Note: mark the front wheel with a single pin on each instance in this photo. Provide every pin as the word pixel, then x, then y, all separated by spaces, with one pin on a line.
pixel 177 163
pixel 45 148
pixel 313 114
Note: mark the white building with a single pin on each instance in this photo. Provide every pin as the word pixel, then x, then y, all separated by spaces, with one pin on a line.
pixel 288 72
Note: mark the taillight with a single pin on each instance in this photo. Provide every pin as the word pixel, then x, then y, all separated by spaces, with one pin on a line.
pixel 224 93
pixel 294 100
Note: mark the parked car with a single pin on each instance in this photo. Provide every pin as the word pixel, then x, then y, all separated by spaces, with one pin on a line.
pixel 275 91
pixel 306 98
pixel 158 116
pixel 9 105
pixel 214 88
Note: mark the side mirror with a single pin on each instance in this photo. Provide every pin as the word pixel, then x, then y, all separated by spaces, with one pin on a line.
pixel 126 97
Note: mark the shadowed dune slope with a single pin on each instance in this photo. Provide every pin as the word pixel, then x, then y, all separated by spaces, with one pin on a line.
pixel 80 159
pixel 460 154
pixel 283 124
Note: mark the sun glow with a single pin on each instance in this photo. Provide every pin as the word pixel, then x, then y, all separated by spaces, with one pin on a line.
::::::::::
● **EXERCISE TASK**
Please copy every entry above word for word, without changing anything.

● **ANSWER FOR THE TASK**
Note: mark the front wheel with a single pin on each instance in this photo. Provide every pin as the word pixel, then x, then y, all separated by spaces, with one pin on a line.
pixel 177 163
pixel 45 148
pixel 313 114
Note: mark the white building with a single pin on each instance in this photo. Provide every pin as the word pixel, then x, then y, all separated by spaces, with one pin on a line.
pixel 288 72
Note: mark the taillight with a single pin on each instance in this photo. Provide every pin as the word pixel, then x, then y, all separated by spaces, with one pin on a line.
pixel 224 93
pixel 294 100
Note: mark the parked car with a single pin on each instance in this photo. Provide every pin as the word pixel, then x, then y, all separated by spaces, with one pin on a line.
pixel 275 91
pixel 306 98
pixel 158 116
pixel 9 105
pixel 214 88
Note: mark the side mirror with a single pin on each instance in this photo. Provide every pin as the word pixel, then x, then y, all separated by spaces, with one pin on a line.
pixel 126 97
Note: mark the shadowed dune slope with a single pin on each instance in this photo. Provide every pin as the word pixel, then x, then y, all separated by spaces, with one pin on a line.
pixel 80 159
pixel 460 154
pixel 283 124
Note: mark the sun glow with a single pin on each instance in this photo. Provide every pin as the word pixel, then x, then y, all separated by spaces, with one pin on a line.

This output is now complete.